### PAGE EXTRACT
-- begin --
Table 3: Analysis of Rodinia Benchmark.

Mem. lat. (cycles)	Policy	Mean overestim.	Max overestim.	Wgt. mean	Std. dev.
400
	LRR	8.21%	33.45%	11.35%	4.73%
	GTO	10.68%	34.84%	13.87%	3.66%
	S.w.	0.03%	0.8%	0.07%	0.09%
200
	LRR	12.31%	40.34%	16.83%	6.07%
	GTO	15.37%	40.06%	20.16%	5.31%
	S.w.	0.04%	0.8%	0.12%	0.1%
100
	LRR	16.70%	44.97%	22.44%	6.96%
	GTO	19.83%	44.37%	26.21%	7.89%
	S.w.	0.05%	0.8%	0.16%	0.12%
50
	LRR	19.97%	69.83%	26.05%	7.88%
	GTO	25.56%	70.56%	31.52%	9.16%
	S.w.	0.06%	0.9%	0.21%	0.13%
25
	LRR	21.81%	72.47%	26.84%	8.32%
	GTO	27.88%	60.12%	31.83%	8.26%
	S.w.	0.07%	1.14%	0.24%	0.14%
10
	LRR	23.46%	49.77%	27.86%	8.58%
	GTO	29.32%	46.36%	31.96%	7.58%
	S.w.	0.07%	1.37%	0.26%	0.15%
5
	LRR	26.00%	46.38%	28.17%	6.81%
	GTO	27.04%	46.67%	30.82%	5.91%
	S.w.	0.08%	1.47%	0.26%	0.15%

S.w : Single warp

SGEMM Analysis

On top of the Rodinia benchmarks, we propose a case study on two implementations of the SGEMM (Single-precision GEneral Matrix Multiplication) algorithm. This algorithm is particularly relevant as it is likely to be used to accelerate machine learning applications such as Deep and Convolutional Neural Networks for embedded computer vision applications and autonomous driving. Basically, the objective of SGEMM is to compute the product of two input matrices.

The first implementation, labeled naive, is a direct implementation of the SGEMM algorithm, that is likely to work only on small matrices. The second implementation is an optimisation of the direct algorithm that relies on a double buffering mechanism to hide the latencies of memory copies. It is able to undertake more important workloads.

In the algorithm, the product matrix is computed using multiple thread blocks, each being is responsible for computing a tile of the product matrix. To do so, the warps composing a block need data contained in multiple tiles from both the input matrices (a row of tiles from one matrix and a column of tiles from the other). The algorithm thus works in the following fashion: a) the warps copy a tile from each of the input matrices from the (slow) global memory to a (fast) SRAM scratchpad called shared memory; b) the warps synchronize using a barrier to make sure that all the data composing the tiles is available in the shared memory; c) the warps perform the tiles multiplication and accumulate it in the result tile; d) the same sequence is performed with the two next input tiles. In the remainder of the section, we call $Repeated\text{ }sequence$ the sequence composed of a), b) and c). Figure 6 depicts the timing of a single warp performing this algorithm. For space reasons, the global memory latency and the data processing time (the multiplication and accumulation) are reduced to 6 cycles each in the figure, which is not the case in our experiments. At cycle 0 a load from the global memory is issued and initiated, then undergoes its 6 cycles of latency. Once the load is completed at cycle 8, the data is stored into the shared memory in order to be accessible from all the warps of the block. At this point, a block level synchronization barrier prevents warps from reading segments of the shared memory before all the data has been loaded. Once all the warps have reached this barrier, they begin processing the data. Once a warp has performed its multiplications and accumulations for the current input tiles, another synchronization barrier prevents it from starting to copy data from new tiles, in case other warps are still reading data from the current tiles. This sequence then repeats until the all the input tiles attributed to the thread block have been processed. The issue with this naive implementation of the SGEMM algorithm is that for each pair of input tiles that the block processes, the duration of the copy of the data between the global and the shared memories is not hidden by computations, which degrades the overall performance of the block.
-- end --
### DIRECTIVES
- A) According to the SGEMM analysis, what mechanism does the second implementation use to hide memory copy latencies?
- B) Using the SGEMM analysis, explain why a warp meets a second synchronization barrier after finishing its multiplications and accumulations and before copying data from new tiles.

### COLLECTED DATA
-- begin --
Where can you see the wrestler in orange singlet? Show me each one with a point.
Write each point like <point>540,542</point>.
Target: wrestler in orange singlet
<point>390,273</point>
-- end --
### PROBLEM SOLUTIONS
- A) It uses a double buffering mechanism.

- B) The barrier stops the warp from copying data from new tiles while other warps may still be reading data from the current tiles in shared memory.